| WHAT NEEDS TO BE DONE |
Reproduce each of the following records word for word, leaving out the pictures.

| Dataset records on where objects are located |
>> BEGIN
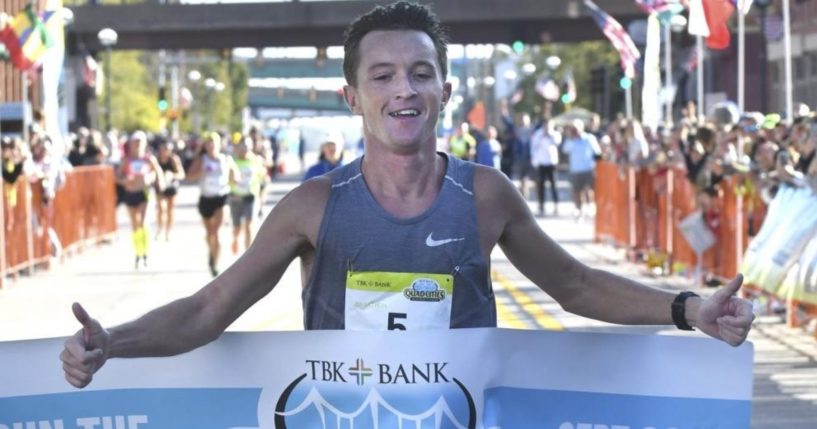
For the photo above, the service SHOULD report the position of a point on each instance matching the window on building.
(799, 68)
(813, 68)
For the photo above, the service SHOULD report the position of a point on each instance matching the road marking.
(526, 303)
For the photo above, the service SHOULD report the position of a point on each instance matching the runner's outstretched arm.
(290, 230)
(602, 295)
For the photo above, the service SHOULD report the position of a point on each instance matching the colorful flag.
(665, 9)
(26, 38)
(651, 86)
(691, 62)
(570, 88)
(618, 37)
(697, 19)
(742, 6)
(717, 14)
(773, 28)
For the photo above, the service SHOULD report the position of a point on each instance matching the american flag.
(618, 37)
(773, 28)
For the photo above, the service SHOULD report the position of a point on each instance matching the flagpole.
(628, 98)
(787, 59)
(700, 53)
(668, 73)
(741, 57)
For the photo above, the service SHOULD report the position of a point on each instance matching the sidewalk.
(104, 280)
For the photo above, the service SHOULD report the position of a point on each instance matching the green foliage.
(133, 92)
(219, 110)
(578, 57)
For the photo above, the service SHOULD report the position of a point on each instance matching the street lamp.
(107, 38)
(194, 76)
(762, 6)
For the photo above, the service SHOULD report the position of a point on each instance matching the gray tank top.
(357, 235)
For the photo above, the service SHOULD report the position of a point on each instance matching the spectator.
(583, 150)
(462, 143)
(544, 155)
(330, 157)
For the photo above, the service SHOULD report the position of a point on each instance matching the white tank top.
(215, 180)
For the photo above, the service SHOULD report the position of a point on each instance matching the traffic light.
(518, 46)
(162, 104)
(625, 82)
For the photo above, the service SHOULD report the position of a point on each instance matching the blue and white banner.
(463, 379)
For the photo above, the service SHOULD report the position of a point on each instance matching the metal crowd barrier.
>> END
| FINISHED EXERCISE |
For the photo above, the service SHOULD report the position of a point on each instance matching the window on building.
(799, 68)
(813, 68)
For the photo above, the service SHOULD report the position of a point on each instance matching the road marking.
(526, 303)
For the photo above, the service SHOULD report the position of a point on each instance matching the runner's outstretched arm.
(290, 230)
(602, 295)
For the photo above, the service SHOULD report the position of a point on each instance matching the colorful flag.
(665, 9)
(26, 38)
(651, 86)
(691, 62)
(570, 88)
(618, 37)
(697, 19)
(742, 6)
(717, 14)
(773, 28)
For the photo above, the service SHOULD report the position of a point on each instance matching the american flag.
(618, 37)
(773, 28)
For the photo above, the service SHOULD report the position of a point on each instance matching the flagpole.
(628, 98)
(787, 59)
(700, 53)
(668, 73)
(741, 57)
For the photo above, the service SHOULD report the position of a point on each instance matching the sidewalk.
(104, 280)
For the photo above, the service SHOULD report the position of a point on each instance matching the green foliage.
(133, 92)
(219, 110)
(578, 57)
For the photo above, the service SHOULD report the position of a point on each instance matching the street lamp.
(107, 38)
(194, 76)
(762, 6)
For the photo above, the service SHOULD report the position of a point on each instance matching the gray tank top.
(357, 235)
For the photo above, the service SHOULD report the position of a point on each instance matching the spectator.
(583, 150)
(462, 143)
(544, 155)
(330, 157)
For the photo above, the service SHOULD report the position of a point on each instance matching the white tank top.
(215, 180)
For the photo above, the service SHOULD report the position of a point on each instance matching the traffic light.
(518, 46)
(162, 104)
(625, 82)
For the photo above, the service SHOULD report the position of a point on each instance matching the blue and white banner.
(463, 379)
For the photo above, the service SHOULD report the position of a point on each instance matching the metal crowd barrier.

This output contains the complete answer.